(Dataset entries)

========

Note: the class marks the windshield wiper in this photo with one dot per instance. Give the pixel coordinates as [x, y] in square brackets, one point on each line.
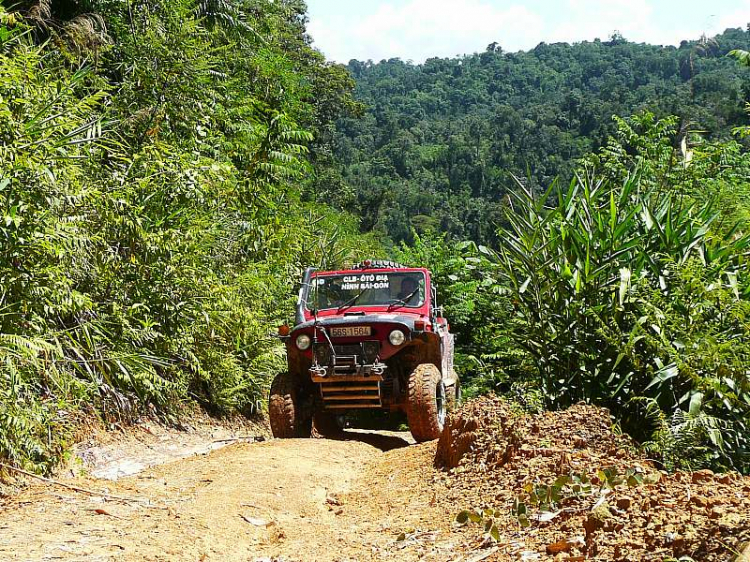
[406, 299]
[352, 300]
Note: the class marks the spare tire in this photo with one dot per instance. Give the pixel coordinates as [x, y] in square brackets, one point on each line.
[425, 409]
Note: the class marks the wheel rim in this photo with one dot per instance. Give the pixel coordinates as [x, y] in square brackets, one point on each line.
[440, 401]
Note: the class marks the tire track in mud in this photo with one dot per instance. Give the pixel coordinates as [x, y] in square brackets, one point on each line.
[291, 499]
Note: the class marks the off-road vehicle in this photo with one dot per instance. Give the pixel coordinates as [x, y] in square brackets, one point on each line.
[369, 337]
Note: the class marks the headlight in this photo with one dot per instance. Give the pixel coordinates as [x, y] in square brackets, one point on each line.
[396, 337]
[303, 342]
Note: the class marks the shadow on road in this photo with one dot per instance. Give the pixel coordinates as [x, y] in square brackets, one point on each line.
[385, 441]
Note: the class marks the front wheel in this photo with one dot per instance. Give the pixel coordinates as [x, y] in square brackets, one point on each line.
[284, 409]
[425, 410]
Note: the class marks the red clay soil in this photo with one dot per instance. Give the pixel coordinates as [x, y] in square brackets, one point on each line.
[493, 457]
[375, 496]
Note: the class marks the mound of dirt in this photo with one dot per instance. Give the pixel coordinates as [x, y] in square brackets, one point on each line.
[563, 485]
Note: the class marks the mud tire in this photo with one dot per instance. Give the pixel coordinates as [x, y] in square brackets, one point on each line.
[284, 410]
[423, 410]
[325, 424]
[454, 396]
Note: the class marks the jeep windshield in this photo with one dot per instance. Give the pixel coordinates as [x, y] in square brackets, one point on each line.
[345, 290]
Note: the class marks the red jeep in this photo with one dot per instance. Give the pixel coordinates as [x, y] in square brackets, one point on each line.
[367, 337]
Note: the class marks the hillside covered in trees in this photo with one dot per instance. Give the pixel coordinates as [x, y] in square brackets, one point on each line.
[439, 141]
[152, 231]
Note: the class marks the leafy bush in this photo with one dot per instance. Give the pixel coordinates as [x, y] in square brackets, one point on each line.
[626, 297]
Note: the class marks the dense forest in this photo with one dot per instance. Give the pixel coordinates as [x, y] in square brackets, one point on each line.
[440, 141]
[167, 170]
[152, 230]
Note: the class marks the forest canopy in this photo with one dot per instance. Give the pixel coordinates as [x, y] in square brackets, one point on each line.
[439, 141]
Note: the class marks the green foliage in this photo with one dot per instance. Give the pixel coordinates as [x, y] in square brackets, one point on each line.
[440, 141]
[476, 307]
[152, 226]
[624, 290]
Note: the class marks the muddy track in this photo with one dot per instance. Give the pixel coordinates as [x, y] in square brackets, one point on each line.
[295, 499]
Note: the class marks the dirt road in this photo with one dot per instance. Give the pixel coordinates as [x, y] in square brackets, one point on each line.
[290, 500]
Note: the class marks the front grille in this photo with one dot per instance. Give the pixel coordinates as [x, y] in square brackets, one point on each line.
[364, 353]
[349, 395]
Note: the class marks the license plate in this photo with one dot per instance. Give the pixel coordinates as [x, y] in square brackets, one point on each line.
[350, 331]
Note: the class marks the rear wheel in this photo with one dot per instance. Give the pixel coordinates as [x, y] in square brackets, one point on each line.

========

■ **WHAT THE EXERCISE ASKS**: Could you copy every record above exactly, leaving out the pictures?

■ **EXERCISE RESPONSE**:
Note: the class marks the windshield wiper in this photo with one dot per instance. Give the pixel coordinates as [x, y] in square brackets, one point on each line.
[406, 299]
[352, 300]
Note: the class marks the spare tire in this photo with one dot per instance. Give the pixel coordinates as [x, y] in square brackets, one point on each line.
[425, 409]
Note: the class marks the wheel rim in this photo with one dot per instance. Give the pixel coordinates as [x, y] in square brackets, one point on each line.
[440, 401]
Note: the class marks the tire track in mud in this photo with one dot per instance. Give the pixel coordinates as [x, y] in square brackets, one point on each line.
[291, 499]
Note: the class marks the off-road vehicle in this photo with one dot per instance. Give the pixel coordinates as [x, y] in square brackets, one point on each line.
[369, 337]
Note: the class marks the headlight in this photo with one dot per instance. Give the pixel coordinates as [x, y] in square brackets, one point on each line.
[396, 337]
[303, 342]
Note: the class marks the shadow on road in this photo with one dot per instance. Give the pixel coordinates as [x, y] in square brackets, one point on each line.
[385, 441]
Note: the class marks the front wheel in this photo with one dot per instance. Give the pixel coordinates as [x, y] in square brackets, one point on each line.
[284, 409]
[425, 410]
Note: the class marks the red clay soil in this photo with one dot per instance. Give the pixel coordinates as [x, y] in square brackets, one point on each line.
[493, 457]
[375, 496]
Note: the class marks the mound of dirt in this photo with one dot per instance. Give the pixel coordinates as [x, y] in square brackets, one point on each line.
[563, 485]
Note: the class marks the mud tire in this photo with one dot per instance. Give the pixel coordinates as [x, y] in square brackets, one point on each line.
[284, 410]
[423, 410]
[325, 424]
[454, 396]
Note: the class marks the jeep windshield in this photo with one dot per instance. Give the pixel coordinates as [x, y] in square brackets, one point on each line.
[345, 290]
Note: the class marks the red jeep in this photo with one dot per instance. Give the pixel coordinates as [x, y] in square brackets, one point on each line.
[367, 337]
Note: the class marks the hillside covered in trees in this photo with one dot per instance. Give the pixel coordinates as [x, y] in square brackets, one point on each line.
[439, 141]
[152, 231]
Note: the class marks the leafy bush in this photo with one dot per instance. Give the pixel coordinates as [x, y] in square brackets, one point on each line.
[626, 297]
Note: the class marks the dense forest in this photo with one dot per instance. Give the pixel coordinates as [x, y] in square brackets, one point on each line.
[440, 141]
[167, 170]
[152, 230]
Note: the class marks the forest canopy in this photo with one dot per instance. Give the pixel coordinates as [x, y] in square brackets, one point on each line.
[439, 141]
Note: the class marks the green foliage in this photo with one dot per instance. Give the pixel coordinates as [x, y] in square brackets, one point on each line.
[440, 141]
[476, 307]
[152, 226]
[624, 290]
Note: the class marks the muddy track in this photo with one dot per instance. Give the pixel coordinates as [x, y] in square brackets, one point on each line.
[295, 499]
Note: the class marks the dirt road in this photo with one dot per instance. Give the pixel coordinates as [x, y] in square brackets, one point on each line.
[290, 500]
Note: the class marks the front grille in this photo with one dot per instance. Give the pixel coordinates as [x, y] in square brackets, one point on each line.
[364, 353]
[349, 395]
Note: the class marks the license plate in this photo with one dot per instance. Give the pixel coordinates as [x, y] in square brackets, one point on each line.
[350, 331]
Note: the class marks the rear wheel in this photo with one dot per instance. Give the pixel coordinates as [x, y] in square brackets, one point on each line.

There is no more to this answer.